At a high level the code runs the git command for you (so it needs to be installed and its path set in the “git” global variable), and searches all the branches and commits for a list of strings as specified in the global “words” variable. The results are placed in a structure that you can search through to manually eliminate entries that dont interest you. There are default settings for both of these, but you can change the values to suit.

The analysis process that the code is meant to enable looks like this:

Run git_secrets_grabber('PATH'). This returns a hash that has entries for each discovered repository found under the parent directory (you can put a parent path that contains multiple local git repositories as subdirectories if you wish), and contains child entries for each search term. Child entries beneath each search word are raw, parsed, search, which contain different views of the same data. raw is raw output from the “git grep” command, parsed is the data split by line and field, including information about commits and filenames, and search is unique matching lines only.
Look at “search” output for each search word, identify the lines you are interested in, pick a unique part of the line of interest, and add those to a list in a new “results” key for each repo:word hash entry. This is essentially eliminating lines that are not of any security concern - false positives. There will likely be a few.

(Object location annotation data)
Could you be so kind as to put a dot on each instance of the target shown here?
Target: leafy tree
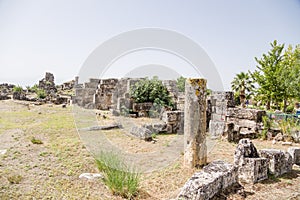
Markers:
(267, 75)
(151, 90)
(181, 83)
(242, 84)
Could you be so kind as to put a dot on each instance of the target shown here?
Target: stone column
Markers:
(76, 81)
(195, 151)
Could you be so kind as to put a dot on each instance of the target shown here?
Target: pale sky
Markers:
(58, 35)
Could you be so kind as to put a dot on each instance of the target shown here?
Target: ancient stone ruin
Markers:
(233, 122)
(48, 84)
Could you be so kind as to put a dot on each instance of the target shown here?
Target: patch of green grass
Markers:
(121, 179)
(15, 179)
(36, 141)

==

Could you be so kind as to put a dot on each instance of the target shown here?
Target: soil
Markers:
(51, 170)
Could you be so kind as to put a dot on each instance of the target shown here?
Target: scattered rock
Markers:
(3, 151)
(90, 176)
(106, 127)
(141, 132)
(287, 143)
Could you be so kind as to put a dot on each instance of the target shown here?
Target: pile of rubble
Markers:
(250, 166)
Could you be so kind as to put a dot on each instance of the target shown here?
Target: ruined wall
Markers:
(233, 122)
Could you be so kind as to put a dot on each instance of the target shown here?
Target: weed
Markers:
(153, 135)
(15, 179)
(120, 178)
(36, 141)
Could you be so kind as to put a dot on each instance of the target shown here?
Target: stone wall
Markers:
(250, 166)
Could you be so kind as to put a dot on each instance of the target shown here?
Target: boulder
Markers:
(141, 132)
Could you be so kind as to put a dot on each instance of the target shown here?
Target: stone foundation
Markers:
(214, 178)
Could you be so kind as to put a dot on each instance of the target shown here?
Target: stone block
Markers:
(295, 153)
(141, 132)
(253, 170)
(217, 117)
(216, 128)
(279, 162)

Problems and tasks:
#1 According to the write-up on the git search code, what does the "search" child entry hold?
#2 Count the lines of the entries that contain the string "wall", treating case as significant, and give only the number.
The git search write-up and the entries have nothing to do with each other.

Results for the exercise:
#1 It holds only the unique matching lines.

#2 2